**What you are asked to do**
Gather every line of the data below that contains the word "dark" and copy each one in full.
>> Start
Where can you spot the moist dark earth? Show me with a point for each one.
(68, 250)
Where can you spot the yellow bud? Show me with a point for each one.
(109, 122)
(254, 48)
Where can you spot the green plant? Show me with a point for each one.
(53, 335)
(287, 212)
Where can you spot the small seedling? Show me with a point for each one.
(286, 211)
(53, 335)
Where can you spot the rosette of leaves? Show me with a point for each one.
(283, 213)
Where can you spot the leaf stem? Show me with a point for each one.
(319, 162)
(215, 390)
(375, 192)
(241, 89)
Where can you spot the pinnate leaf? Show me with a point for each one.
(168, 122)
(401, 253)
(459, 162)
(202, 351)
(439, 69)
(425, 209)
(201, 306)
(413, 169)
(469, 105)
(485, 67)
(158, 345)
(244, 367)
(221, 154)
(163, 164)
>> End
>> Start
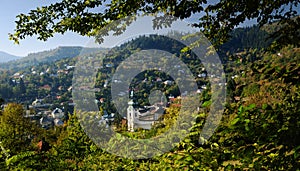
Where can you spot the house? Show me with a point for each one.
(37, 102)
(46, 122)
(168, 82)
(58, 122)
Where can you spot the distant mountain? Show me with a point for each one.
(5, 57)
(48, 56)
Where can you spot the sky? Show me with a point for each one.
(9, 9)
>> End
>> Start
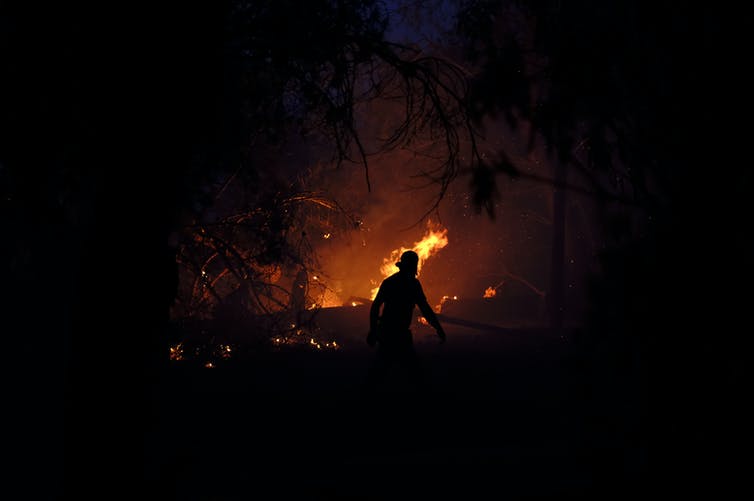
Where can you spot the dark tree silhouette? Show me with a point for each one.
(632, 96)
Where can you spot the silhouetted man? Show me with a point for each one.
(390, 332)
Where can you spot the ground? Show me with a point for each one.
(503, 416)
>> End
**Response to this exercise**
Where can you spot the moist dark earth? Show me with a point for each one.
Where can you spot the dark tree silhouette? Show me with a point for each one.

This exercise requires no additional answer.